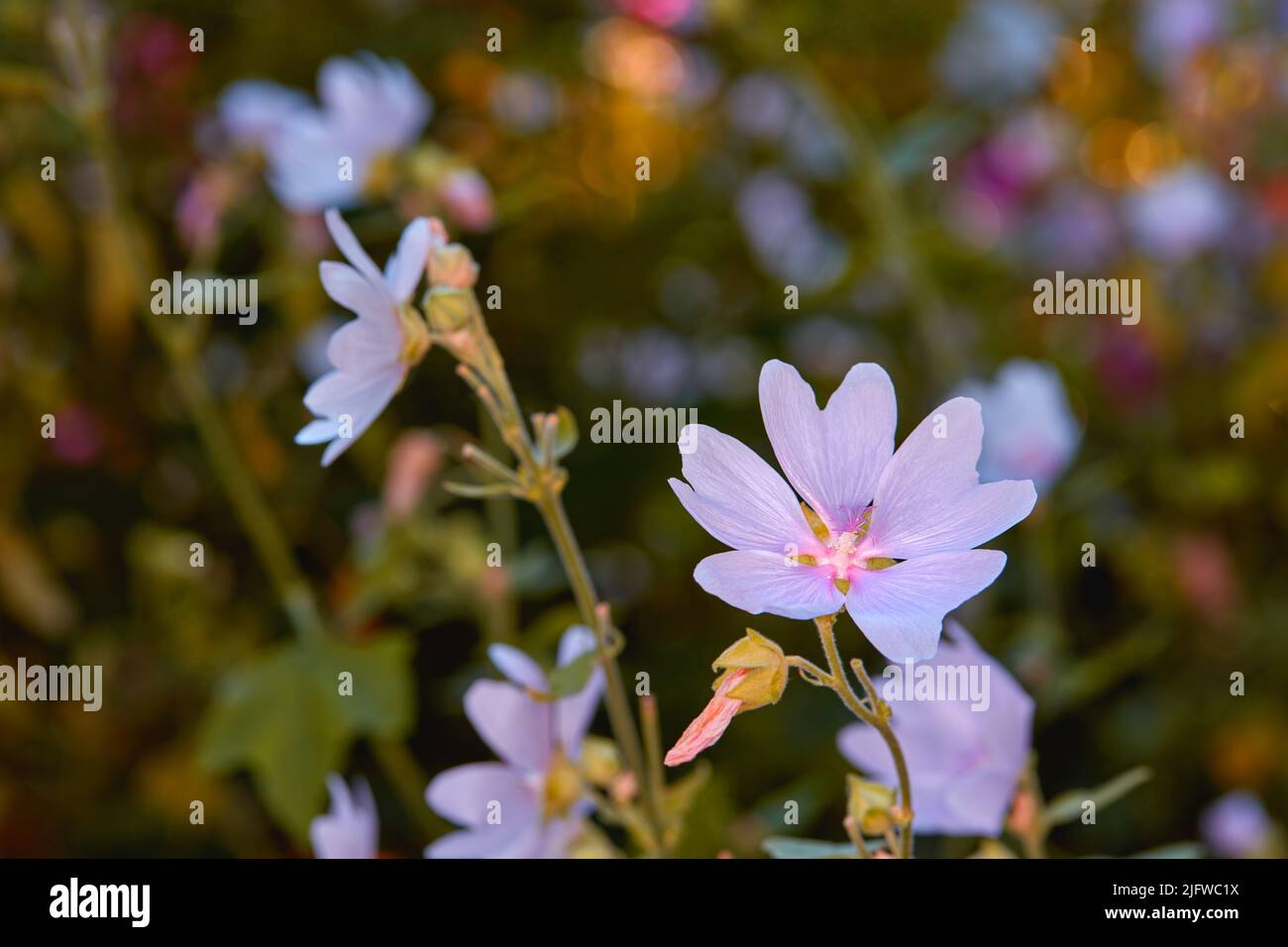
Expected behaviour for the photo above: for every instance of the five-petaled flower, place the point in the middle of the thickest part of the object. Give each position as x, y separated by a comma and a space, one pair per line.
964, 762
888, 535
327, 157
373, 354
351, 828
531, 804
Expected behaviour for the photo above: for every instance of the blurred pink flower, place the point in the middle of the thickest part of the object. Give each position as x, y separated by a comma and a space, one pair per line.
964, 762
898, 535
370, 107
373, 354
1029, 432
468, 198
415, 458
529, 804
351, 828
709, 724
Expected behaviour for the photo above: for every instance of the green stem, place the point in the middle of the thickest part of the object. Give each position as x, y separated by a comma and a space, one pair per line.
545, 482
875, 718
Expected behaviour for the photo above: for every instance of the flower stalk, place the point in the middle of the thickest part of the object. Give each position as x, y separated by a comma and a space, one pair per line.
539, 479
872, 711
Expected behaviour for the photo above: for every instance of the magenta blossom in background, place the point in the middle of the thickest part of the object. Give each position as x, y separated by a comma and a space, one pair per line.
373, 354
1029, 432
898, 535
529, 804
351, 830
964, 763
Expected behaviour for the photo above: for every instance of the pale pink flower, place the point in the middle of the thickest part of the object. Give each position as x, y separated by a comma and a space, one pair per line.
709, 724
373, 354
351, 828
898, 535
416, 457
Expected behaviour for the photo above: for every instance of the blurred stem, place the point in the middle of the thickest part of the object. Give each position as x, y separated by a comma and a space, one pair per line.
545, 479
879, 718
875, 196
253, 512
90, 97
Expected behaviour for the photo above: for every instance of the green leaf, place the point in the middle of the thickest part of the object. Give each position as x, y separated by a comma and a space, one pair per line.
284, 720
784, 847
571, 678
1068, 805
566, 433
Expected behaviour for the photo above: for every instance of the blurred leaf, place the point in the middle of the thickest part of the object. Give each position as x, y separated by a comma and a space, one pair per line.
478, 491
566, 433
781, 847
571, 678
1180, 849
1068, 805
284, 719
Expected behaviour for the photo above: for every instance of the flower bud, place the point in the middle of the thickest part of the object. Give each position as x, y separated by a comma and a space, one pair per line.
871, 805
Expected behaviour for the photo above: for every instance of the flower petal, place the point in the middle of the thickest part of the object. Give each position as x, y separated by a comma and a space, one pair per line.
901, 609
364, 346
737, 496
930, 500
514, 725
472, 793
407, 263
833, 457
352, 290
760, 581
353, 252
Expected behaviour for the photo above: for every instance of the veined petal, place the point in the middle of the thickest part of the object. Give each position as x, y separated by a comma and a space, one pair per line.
930, 500
725, 474
575, 712
514, 725
833, 457
407, 263
469, 795
516, 667
317, 432
364, 346
902, 608
353, 252
709, 724
760, 581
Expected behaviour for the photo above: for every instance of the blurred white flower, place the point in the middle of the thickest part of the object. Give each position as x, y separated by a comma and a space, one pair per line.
351, 828
321, 157
1029, 432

○ ○ ○

TO DO: Nothing in the entries should change as you copy them, except that the pictures are left out.

TASK ANSWER:
Expected behaviour for the photo above: for every instance of the five-petaled flower, place the point in the middle of the thickest part of the object. Give each position as x, y separated by a comma and a space, one pair per line.
964, 762
888, 535
327, 157
373, 354
351, 828
531, 804
Expected behaviour for the photo above: for every instance of the blurred pink flower, place the point in the middle of the thickest part of the object. Give each position as x, y separated by a comma and a space, one pair per line.
964, 762
898, 535
370, 107
373, 354
1029, 432
468, 198
415, 458
529, 804
351, 828
709, 724
Expected behaviour for the photo above: for every instance of the green stem, place the point in the middle of the thickest part of the object. Give each position as x, y separated by a comma and a space, one pair per line.
545, 482
875, 718
Expected behaviour for the photo above: for every instance of the flower stalk, place the point in the middle of the thickest part of the object. Give each position as x, y separated by a comma and a space, one pair per line.
539, 479
872, 711
Expected behaviour for the photo above: for every instance of the magenta blossom in background, place the point in the middle of the thickest part of the object. Give each position as x, y separated by a comma and a space, one pair per line.
373, 354
1029, 432
898, 535
529, 804
351, 830
964, 763
Expected behaviour for the photo above: for every instance of the pale pink flower, place the point in the middle of the thickest part of the object. Give each position as x, y separated by a comma and a space, one pair per line.
709, 724
373, 354
351, 828
898, 535
416, 457
Expected behaviour for the photo above: for every instance of the blurred stem, place the point in the middle of the thickest part of the object. Give each position as x, y separated by a comma and a space, one pair per line.
545, 479
879, 718
875, 196
253, 512
90, 97
Expected behaviour for the photo above: for every instance of the green leaf, place the point in the middle of the thickest part of the object. Give each position as x, y separated by a comma and a space, one pair per line.
284, 720
784, 847
571, 678
1068, 805
566, 433
Expected behaviour for the photo above: for every instance of the blurred leaf, place the point in the middle of the thickest part of the object. Give each position as x, y separated by a comma and a space, one pair per line.
478, 491
566, 433
781, 847
571, 678
1180, 849
1068, 805
284, 719
Expected behaviour for the photo above: for every instance of the flower bud, place the point in the middle of the thickest part of the object. Give each position as x, y separated by a comma and a space, one pair per line.
871, 805
Expected behaviour for the photo above: for every instance of the flower petal, place the point in the middle of the thickest part of the object. Give each position as x, y separated by a comma and a space, one pair per line.
901, 609
364, 346
737, 496
930, 500
514, 725
472, 793
407, 263
833, 457
352, 290
760, 581
353, 252
Expected behaviour for the photo above: for every instance of the veined petal, place the point in the middle of the thickest part of the object. Give each position as x, y separated by a comma and a space, one pair per line.
930, 500
725, 474
575, 712
514, 725
833, 457
407, 263
469, 795
516, 667
317, 432
364, 346
902, 608
353, 252
709, 724
760, 581
Expected behaviour for the photo above: for every instance of the blurred white flower, place the point in the middle of the thickest part of the object. Give each position as x, y separated by a comma and a space, one pair per line.
351, 828
321, 157
1029, 432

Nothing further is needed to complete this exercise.